» REQUIREMENT: Each line from the line holding "Q: For the black tactical" through the last line should be written out exactly, with nothing else and no images.

* * * *

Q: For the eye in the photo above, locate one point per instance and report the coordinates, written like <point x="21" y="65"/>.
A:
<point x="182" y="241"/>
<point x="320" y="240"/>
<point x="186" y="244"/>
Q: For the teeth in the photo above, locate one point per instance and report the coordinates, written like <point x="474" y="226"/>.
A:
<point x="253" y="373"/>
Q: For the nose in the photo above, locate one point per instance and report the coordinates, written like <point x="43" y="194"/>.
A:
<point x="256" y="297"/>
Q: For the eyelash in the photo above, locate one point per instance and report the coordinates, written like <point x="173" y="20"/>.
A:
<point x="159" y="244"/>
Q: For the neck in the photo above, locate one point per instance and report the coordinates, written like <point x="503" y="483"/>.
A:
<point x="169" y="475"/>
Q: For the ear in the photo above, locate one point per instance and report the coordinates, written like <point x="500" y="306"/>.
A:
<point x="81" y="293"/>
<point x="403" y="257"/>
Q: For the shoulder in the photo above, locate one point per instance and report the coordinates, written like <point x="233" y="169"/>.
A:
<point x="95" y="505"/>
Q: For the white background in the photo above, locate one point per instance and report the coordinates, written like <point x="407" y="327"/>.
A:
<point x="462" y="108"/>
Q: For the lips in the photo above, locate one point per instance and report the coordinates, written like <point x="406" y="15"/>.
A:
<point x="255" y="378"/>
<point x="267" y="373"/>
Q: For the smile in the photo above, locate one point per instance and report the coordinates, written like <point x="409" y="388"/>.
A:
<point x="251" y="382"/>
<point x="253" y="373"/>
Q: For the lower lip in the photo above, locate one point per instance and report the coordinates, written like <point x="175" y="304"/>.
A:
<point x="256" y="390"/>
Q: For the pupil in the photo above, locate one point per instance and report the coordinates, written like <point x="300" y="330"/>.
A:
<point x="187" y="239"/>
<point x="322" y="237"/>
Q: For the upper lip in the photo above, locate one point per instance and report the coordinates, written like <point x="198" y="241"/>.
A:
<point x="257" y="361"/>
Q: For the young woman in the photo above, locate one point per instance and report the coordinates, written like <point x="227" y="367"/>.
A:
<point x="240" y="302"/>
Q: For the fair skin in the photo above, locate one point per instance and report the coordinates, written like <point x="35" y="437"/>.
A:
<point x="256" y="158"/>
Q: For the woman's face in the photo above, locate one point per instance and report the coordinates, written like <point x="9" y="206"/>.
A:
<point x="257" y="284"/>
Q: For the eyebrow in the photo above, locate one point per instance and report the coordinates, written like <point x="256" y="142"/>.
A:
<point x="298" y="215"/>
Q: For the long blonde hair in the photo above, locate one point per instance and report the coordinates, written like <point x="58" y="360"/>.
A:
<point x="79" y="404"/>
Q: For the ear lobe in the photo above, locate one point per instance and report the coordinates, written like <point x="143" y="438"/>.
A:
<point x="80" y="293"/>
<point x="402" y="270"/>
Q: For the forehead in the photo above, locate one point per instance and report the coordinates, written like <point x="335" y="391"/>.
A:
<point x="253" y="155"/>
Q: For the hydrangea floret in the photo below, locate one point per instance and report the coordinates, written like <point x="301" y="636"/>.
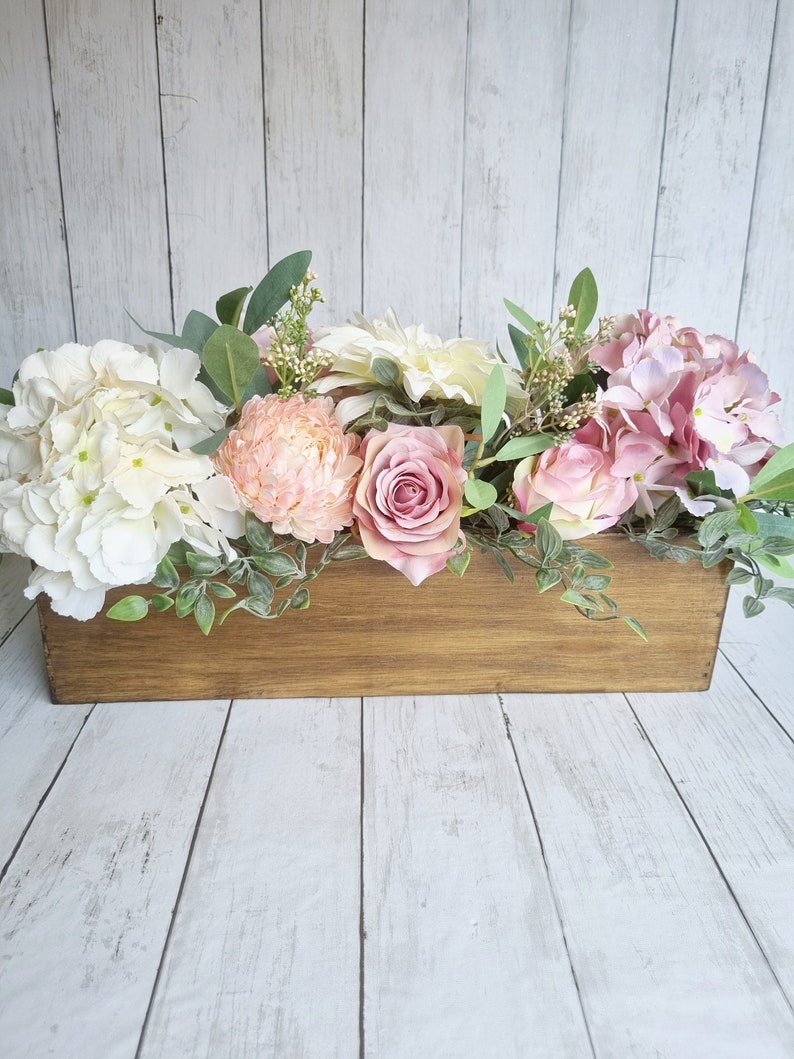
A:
<point x="229" y="465"/>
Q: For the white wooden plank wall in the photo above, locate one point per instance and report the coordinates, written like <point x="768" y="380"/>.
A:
<point x="435" y="157"/>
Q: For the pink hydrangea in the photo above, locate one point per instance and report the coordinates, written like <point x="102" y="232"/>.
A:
<point x="293" y="466"/>
<point x="690" y="401"/>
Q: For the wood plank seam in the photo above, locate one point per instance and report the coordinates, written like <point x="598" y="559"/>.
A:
<point x="553" y="890"/>
<point x="755" y="695"/>
<point x="182" y="881"/>
<point x="641" y="728"/>
<point x="25" y="829"/>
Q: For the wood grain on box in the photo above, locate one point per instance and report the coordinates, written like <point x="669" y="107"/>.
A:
<point x="368" y="631"/>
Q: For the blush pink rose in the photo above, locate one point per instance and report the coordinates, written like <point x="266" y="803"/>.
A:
<point x="409" y="497"/>
<point x="578" y="480"/>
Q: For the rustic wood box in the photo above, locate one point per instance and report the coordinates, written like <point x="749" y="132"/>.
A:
<point x="368" y="631"/>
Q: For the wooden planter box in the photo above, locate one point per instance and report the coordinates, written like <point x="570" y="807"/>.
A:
<point x="368" y="631"/>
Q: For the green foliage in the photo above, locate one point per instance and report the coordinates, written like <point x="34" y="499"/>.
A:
<point x="229" y="306"/>
<point x="273" y="291"/>
<point x="129" y="609"/>
<point x="775" y="480"/>
<point x="231" y="359"/>
<point x="583" y="297"/>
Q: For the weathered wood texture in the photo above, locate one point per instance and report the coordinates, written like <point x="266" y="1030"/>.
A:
<point x="88" y="899"/>
<point x="645" y="909"/>
<point x="370" y="631"/>
<point x="481" y="974"/>
<point x="264" y="958"/>
<point x="436" y="157"/>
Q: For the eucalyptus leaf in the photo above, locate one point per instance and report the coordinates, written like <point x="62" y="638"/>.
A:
<point x="583" y="297"/>
<point x="520" y="344"/>
<point x="752" y="607"/>
<point x="522" y="316"/>
<point x="259" y="384"/>
<point x="494" y="398"/>
<point x="196" y="330"/>
<point x="273" y="291"/>
<point x="529" y="445"/>
<point x="231" y="359"/>
<point x="129" y="609"/>
<point x="229" y="306"/>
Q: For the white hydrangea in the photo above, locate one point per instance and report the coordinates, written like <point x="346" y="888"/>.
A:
<point x="96" y="481"/>
<point x="429" y="368"/>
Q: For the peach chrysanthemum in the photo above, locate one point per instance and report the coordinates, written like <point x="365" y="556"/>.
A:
<point x="293" y="466"/>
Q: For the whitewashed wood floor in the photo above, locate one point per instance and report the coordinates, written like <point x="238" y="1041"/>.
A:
<point x="517" y="876"/>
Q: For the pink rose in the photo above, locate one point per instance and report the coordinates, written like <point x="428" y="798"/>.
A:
<point x="578" y="480"/>
<point x="409" y="497"/>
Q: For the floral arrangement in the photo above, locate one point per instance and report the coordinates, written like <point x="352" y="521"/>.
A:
<point x="229" y="469"/>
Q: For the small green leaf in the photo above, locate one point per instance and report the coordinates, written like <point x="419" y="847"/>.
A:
<point x="204" y="613"/>
<point x="494" y="399"/>
<point x="129" y="609"/>
<point x="714" y="527"/>
<point x="300" y="599"/>
<point x="520" y="344"/>
<point x="751" y="606"/>
<point x="259" y="535"/>
<point x="186" y="597"/>
<point x="596" y="582"/>
<point x="260" y="586"/>
<point x="273" y="291"/>
<point x="458" y="562"/>
<point x="203" y="566"/>
<point x="635" y="627"/>
<point x="481" y="495"/>
<point x="577" y="599"/>
<point x="276" y="563"/>
<point x="231" y="359"/>
<point x="160" y="336"/>
<point x="165" y="575"/>
<point x="519" y="448"/>
<point x="221" y="590"/>
<point x="211" y="444"/>
<point x="738" y="576"/>
<point x="196" y="330"/>
<point x="547" y="541"/>
<point x="259" y="384"/>
<point x="583" y="297"/>
<point x="385" y="371"/>
<point x="749" y="522"/>
<point x="545" y="578"/>
<point x="229" y="306"/>
<point x="522" y="316"/>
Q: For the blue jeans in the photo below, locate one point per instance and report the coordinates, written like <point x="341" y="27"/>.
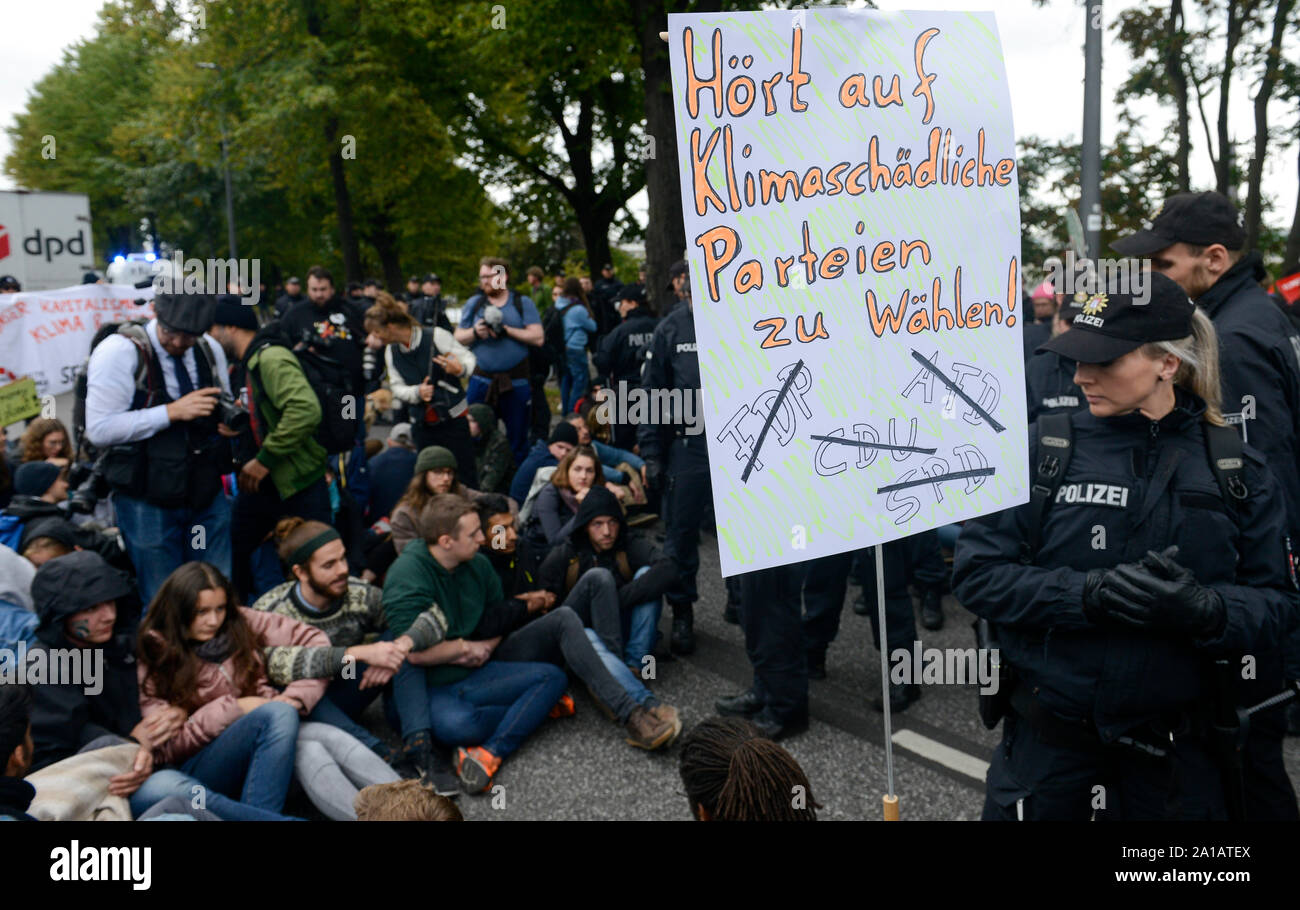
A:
<point x="512" y="407"/>
<point x="497" y="706"/>
<point x="343" y="702"/>
<point x="573" y="378"/>
<point x="172" y="783"/>
<point x="642" y="627"/>
<point x="160" y="540"/>
<point x="252" y="761"/>
<point x="620" y="671"/>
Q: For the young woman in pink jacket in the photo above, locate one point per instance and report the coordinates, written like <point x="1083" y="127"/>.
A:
<point x="202" y="655"/>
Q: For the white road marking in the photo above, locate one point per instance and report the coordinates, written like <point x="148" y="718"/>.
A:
<point x="937" y="752"/>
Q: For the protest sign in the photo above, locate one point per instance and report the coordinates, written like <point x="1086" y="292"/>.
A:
<point x="18" y="401"/>
<point x="848" y="181"/>
<point x="47" y="334"/>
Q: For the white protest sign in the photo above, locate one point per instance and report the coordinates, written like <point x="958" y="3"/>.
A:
<point x="848" y="180"/>
<point x="47" y="334"/>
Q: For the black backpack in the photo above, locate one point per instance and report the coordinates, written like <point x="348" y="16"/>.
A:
<point x="341" y="411"/>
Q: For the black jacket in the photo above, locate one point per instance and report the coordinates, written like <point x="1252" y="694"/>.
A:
<point x="338" y="324"/>
<point x="671" y="363"/>
<point x="622" y="352"/>
<point x="16" y="796"/>
<point x="1157" y="486"/>
<point x="1260" y="356"/>
<point x="638" y="553"/>
<point x="63" y="716"/>
<point x="1049" y="386"/>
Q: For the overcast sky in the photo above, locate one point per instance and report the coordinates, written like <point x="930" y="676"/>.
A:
<point x="1043" y="48"/>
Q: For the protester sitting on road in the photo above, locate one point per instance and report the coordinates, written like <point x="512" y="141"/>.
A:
<point x="86" y="607"/>
<point x="485" y="707"/>
<point x="732" y="774"/>
<point x="200" y="657"/>
<point x="512" y="560"/>
<point x="434" y="473"/>
<point x="542" y="455"/>
<point x="16" y="750"/>
<point x="404" y="801"/>
<point x="624" y="562"/>
<point x="351" y="614"/>
<point x="391" y="471"/>
<point x="494" y="463"/>
<point x="46" y="440"/>
<point x="551" y="519"/>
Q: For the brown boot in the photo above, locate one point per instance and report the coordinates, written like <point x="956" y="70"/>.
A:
<point x="646" y="731"/>
<point x="668" y="714"/>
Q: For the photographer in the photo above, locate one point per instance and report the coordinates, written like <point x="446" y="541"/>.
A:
<point x="424" y="368"/>
<point x="151" y="394"/>
<point x="1152" y="547"/>
<point x="286" y="477"/>
<point x="501" y="326"/>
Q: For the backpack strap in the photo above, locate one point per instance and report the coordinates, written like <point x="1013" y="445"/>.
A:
<point x="1056" y="443"/>
<point x="1227" y="462"/>
<point x="620" y="558"/>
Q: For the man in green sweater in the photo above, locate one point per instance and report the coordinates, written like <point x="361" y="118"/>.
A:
<point x="286" y="473"/>
<point x="485" y="707"/>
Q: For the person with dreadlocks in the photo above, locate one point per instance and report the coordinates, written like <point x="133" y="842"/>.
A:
<point x="733" y="774"/>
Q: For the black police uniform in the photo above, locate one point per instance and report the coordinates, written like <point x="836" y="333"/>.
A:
<point x="672" y="363"/>
<point x="1049" y="386"/>
<point x="620" y="358"/>
<point x="1260" y="356"/>
<point x="1099" y="703"/>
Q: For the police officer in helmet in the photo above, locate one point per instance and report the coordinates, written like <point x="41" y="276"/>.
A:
<point x="1161" y="550"/>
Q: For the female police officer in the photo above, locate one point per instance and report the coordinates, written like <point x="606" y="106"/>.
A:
<point x="1136" y="564"/>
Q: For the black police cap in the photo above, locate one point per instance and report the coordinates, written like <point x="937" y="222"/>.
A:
<point x="1199" y="219"/>
<point x="1105" y="326"/>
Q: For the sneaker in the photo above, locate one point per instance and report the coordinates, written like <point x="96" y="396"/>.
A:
<point x="646" y="731"/>
<point x="476" y="767"/>
<point x="564" y="707"/>
<point x="668" y="715"/>
<point x="433" y="766"/>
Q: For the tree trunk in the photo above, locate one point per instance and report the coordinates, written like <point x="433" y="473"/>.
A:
<point x="385" y="242"/>
<point x="1272" y="61"/>
<point x="343" y="206"/>
<point x="1291" y="258"/>
<point x="666" y="232"/>
<point x="1175" y="40"/>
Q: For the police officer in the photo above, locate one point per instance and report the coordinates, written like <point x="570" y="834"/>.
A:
<point x="1196" y="241"/>
<point x="622" y="352"/>
<point x="151" y="401"/>
<point x="1049" y="378"/>
<point x="1161" y="550"/>
<point x="677" y="462"/>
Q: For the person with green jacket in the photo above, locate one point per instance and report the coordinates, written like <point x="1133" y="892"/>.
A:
<point x="286" y="476"/>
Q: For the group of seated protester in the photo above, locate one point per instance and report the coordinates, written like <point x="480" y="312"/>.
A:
<point x="471" y="642"/>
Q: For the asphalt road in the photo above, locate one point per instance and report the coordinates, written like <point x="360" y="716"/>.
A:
<point x="580" y="767"/>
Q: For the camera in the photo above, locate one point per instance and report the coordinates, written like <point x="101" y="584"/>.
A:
<point x="89" y="486"/>
<point x="232" y="412"/>
<point x="493" y="317"/>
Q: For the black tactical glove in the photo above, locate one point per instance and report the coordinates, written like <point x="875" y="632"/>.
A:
<point x="1092" y="609"/>
<point x="1157" y="593"/>
<point x="654" y="475"/>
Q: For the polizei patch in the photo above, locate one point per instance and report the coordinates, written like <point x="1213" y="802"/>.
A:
<point x="1095" y="494"/>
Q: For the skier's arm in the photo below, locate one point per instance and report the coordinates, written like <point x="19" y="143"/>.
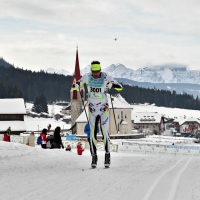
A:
<point x="80" y="82"/>
<point x="112" y="83"/>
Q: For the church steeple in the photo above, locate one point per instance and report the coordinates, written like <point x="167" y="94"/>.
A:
<point x="76" y="98"/>
<point x="77" y="73"/>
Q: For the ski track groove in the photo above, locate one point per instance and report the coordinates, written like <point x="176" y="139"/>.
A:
<point x="152" y="188"/>
<point x="174" y="186"/>
<point x="173" y="189"/>
<point x="108" y="195"/>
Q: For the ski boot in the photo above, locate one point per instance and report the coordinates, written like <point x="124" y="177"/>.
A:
<point x="94" y="161"/>
<point x="107" y="160"/>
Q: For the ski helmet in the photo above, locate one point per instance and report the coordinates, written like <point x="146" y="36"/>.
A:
<point x="95" y="67"/>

* * * *

» THE RESULT:
Q: For the black tactical glove in the photo above, locate one point per instance and report the coordinates, written like <point x="875" y="632"/>.
A:
<point x="1092" y="609"/>
<point x="1157" y="593"/>
<point x="654" y="475"/>
Q: For the polizei patch in the photo above, locate one point per instance and report the coordinates, written like <point x="1213" y="802"/>.
A:
<point x="1095" y="494"/>
Q: For the skier's arm in the photo below, locate one point per instance and report the coordinates, written like <point x="19" y="143"/>.
A:
<point x="80" y="82"/>
<point x="112" y="83"/>
Q: For the church steeple in the photo above, locate one point per instance and report the coordinates, written like <point x="167" y="94"/>.
A:
<point x="76" y="98"/>
<point x="77" y="73"/>
Q: For the ski track groove in the photo above, locate one point per instance and report the coordinates, written like <point x="176" y="139"/>.
A:
<point x="152" y="188"/>
<point x="174" y="186"/>
<point x="173" y="189"/>
<point x="108" y="195"/>
Q: For the ski boot in the photo above, locate one point per instance and report the coordinates, written like <point x="124" y="177"/>.
A:
<point x="94" y="161"/>
<point x="107" y="160"/>
Q: For the ski helmet in the photo above, locate one point per instance and report the coordinates, written like <point x="146" y="36"/>.
A:
<point x="95" y="67"/>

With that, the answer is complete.